WHAT TO DO:
[1] In the Robin Williams essay, who does the writer name as their favorite comedian?
[2] Write out the passage of the Robin Williams essay between "Robin Williams was" and "a distant second.", inclusive.

SUPPLIED TEXT:
* * *

I cannot imagine taking my own life–except, perhaps, at the very end, if physical pain should become too difficult to bear. Like Robin, I have much to live for. But depression is a terrible illness.
Robin Williams was never my favorite comedian. George Carlin was, both in life and in death. And I was never a fan of Robin’s movies. Many were heavy-handed message films. Perhaps because of the scripts, but probably because of Robin himself, the characters he portrayed were often cloying and maudlin.
The exception was “Good Morning Vietnam,” because director Barry Levinson had the good sense to chuck the script and let Robin improvise his rantings as an Armed Services Radio disk jockey in the war zone.
Comedic improvisation was Robin’s great gift. No one did it better. Not anyone. Not ever. Only Jim Carrey and Robin’s idol, Jonathan Winters, can be mentioned in the same breath, and they fell a distant second.
He was at his best when he was able to run wild. In his standup routines, of course. In “Mork and Mindy,” where a series of directors gave him free reign. And most of all in his many appearances on late-night talk shows, where his conversations with the likes of Johnny Carson and the others inevitably produced bursts of improvisational brilliance.

* * *

Pointing dataset data:
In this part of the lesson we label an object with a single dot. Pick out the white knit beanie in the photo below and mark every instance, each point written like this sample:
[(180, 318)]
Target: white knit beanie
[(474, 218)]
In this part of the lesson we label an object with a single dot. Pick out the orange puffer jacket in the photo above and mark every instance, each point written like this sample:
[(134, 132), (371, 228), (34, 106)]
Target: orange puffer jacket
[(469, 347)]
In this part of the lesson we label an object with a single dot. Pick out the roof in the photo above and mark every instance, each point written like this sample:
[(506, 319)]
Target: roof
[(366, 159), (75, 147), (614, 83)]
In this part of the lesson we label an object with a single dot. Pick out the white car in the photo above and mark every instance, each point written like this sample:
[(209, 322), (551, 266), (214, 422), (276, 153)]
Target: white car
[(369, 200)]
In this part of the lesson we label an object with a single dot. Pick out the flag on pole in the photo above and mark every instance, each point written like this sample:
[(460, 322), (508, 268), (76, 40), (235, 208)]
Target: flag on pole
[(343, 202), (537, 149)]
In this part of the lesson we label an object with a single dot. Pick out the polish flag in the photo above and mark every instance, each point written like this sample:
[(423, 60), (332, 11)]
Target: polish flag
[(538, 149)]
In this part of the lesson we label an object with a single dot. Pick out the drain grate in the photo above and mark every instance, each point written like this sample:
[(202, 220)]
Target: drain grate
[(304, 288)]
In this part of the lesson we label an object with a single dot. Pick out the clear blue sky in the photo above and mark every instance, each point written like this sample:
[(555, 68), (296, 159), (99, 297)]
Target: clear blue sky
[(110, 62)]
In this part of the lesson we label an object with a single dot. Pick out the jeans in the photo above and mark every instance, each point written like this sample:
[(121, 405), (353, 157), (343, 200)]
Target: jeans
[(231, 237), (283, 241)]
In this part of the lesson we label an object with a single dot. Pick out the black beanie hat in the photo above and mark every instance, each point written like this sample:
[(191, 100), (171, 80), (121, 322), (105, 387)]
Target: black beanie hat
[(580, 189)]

* * *

ANSWERS FOR THIS EXERCISE:
[1] George Carlin

[2]
Robin Williams was never my favorite comedian. George Carlin was, both in life and in death. And I was never a fan of Robin’s movies. Many were heavy-handed message films. Perhaps because of the scripts, but probably because of Robin himself, the characters he portrayed were often cloying and maudlin.
The exception was “Good Morning Vietnam,” because director Barry Levinson had the good sense to chuck the script and let Robin improvise his rantings as an Armed Services Radio disk jockey in the war zone.
Comedic improvisation was Robin’s great gift. No one did it better. Not anyone. Not ever. Only Jim Carrey and Robin’s idol, Jonathan Winters, can be mentioned in the same breath, and they fell a distant second.